UMSL kicks off construction on $7 million Nursing Learning Resource and Simulation Center expansion, renovation
With the nursing vacancy rate at 10.4 percent in St. Louis region hospitals and expected to grow, nursing education had never been more critical.
The COVID-19 pandemic has further exposed the dire shortage while adding to the already heavy burden on existing health professionals.
As one of the largest educational institutions for nurses in St. Louis and Missouri, the College of Nursing at the University of Missouri–St. Louis is driven to help address the nursing vacancy gap and ensure the stability and growth of health care in the region. Today, the university took a large step toward that goal when it kicked off construction on Phase 1 of the renovation and expansion of its Nursing Learning Resource and Simulation Center during a hybrid in-person and virtual event at 10 a.m. in the lobby of Seton Center Hall on UMSL’s South Campus.
“This moment, more than any other in our recent history, has illustrated the critical need to invest in educating and preparing skilled nurses who impact the health, safety and wellbeing of our communities and region,” Chancellor Kristin Sobolik said. “The global pandemic we are all facing has changed each of our lives. Everyone in this room, and those joining us online, has engaged with a nurse at some point in their lives, and we all understand how important it is to have access to well-educated nurses.
“The University of Missouri–St. Louis is committed to improving health resources throughout the St. Louis region and beyond. Today, we take a large step forward.”
The speakers included Sobolik; Roxanne Vandermause, interim dean of the College of Nursing; and Kristine Ziegler, vice president of Strategy and Clinical Program Development at Centene Corporation and campaign committee chair. After the remarks, the attendees signed a construction beam and toured the facilities.
Designed by the St. Louis firm Archimages, the 21,000-square-foot immersive learning center will provide state-of-the-art space, equipment and technology to train the next generation of nurses. The new facility will increase the number of simulation rooms from five to eleven, allowing the college to grow the number of pre-licensure BSN students it graduates by 20 percent annually. That means more nurses nationally and in the St. Louis region, as 90 percent of UMSL nursing graduates remain in the area to live and work.

▶ **DATASET RECORDS**
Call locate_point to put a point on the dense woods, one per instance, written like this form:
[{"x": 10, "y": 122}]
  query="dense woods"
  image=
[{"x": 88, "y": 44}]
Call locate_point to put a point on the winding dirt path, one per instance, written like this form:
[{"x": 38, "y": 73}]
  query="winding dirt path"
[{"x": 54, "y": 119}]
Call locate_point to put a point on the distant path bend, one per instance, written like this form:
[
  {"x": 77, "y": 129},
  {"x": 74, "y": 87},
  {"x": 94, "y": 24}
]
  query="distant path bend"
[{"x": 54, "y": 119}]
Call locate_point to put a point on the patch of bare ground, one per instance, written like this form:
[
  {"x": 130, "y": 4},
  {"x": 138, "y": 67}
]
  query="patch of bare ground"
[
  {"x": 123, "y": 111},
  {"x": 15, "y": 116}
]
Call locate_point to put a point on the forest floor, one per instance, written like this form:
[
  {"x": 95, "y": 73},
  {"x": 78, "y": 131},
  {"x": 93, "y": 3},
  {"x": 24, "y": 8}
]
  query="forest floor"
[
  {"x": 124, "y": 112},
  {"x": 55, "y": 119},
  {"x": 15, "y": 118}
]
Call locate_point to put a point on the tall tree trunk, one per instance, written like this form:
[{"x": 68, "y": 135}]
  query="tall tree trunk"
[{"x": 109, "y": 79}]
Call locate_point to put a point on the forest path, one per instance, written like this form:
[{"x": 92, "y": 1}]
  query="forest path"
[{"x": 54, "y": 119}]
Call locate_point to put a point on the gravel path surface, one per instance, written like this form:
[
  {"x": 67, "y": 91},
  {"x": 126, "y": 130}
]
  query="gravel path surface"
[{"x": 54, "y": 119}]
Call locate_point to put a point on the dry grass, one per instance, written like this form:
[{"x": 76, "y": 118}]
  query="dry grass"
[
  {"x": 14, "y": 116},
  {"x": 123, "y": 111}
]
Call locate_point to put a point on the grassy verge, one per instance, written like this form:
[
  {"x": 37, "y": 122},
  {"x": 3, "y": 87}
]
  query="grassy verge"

▶ **BRIEF**
Extract word for word the part of the nursing center article that opens with the words containing "As one of the" and closes with "UMSL’s South Campus.". The data is separate from the nursing center article and unconnected to it.

▶ **RESULT**
As one of the largest educational institutions for nurses in St. Louis and Missouri, the College of Nursing at the University of Missouri–St. Louis is driven to help address the nursing vacancy gap and ensure the stability and growth of health care in the region. Today, the university took a large step toward that goal when it kicked off construction on Phase 1 of the renovation and expansion of its Nursing Learning Resource and Simulation Center during a hybrid in-person and virtual event at 10 a.m. in the lobby of Seton Center Hall on UMSL’s South Campus.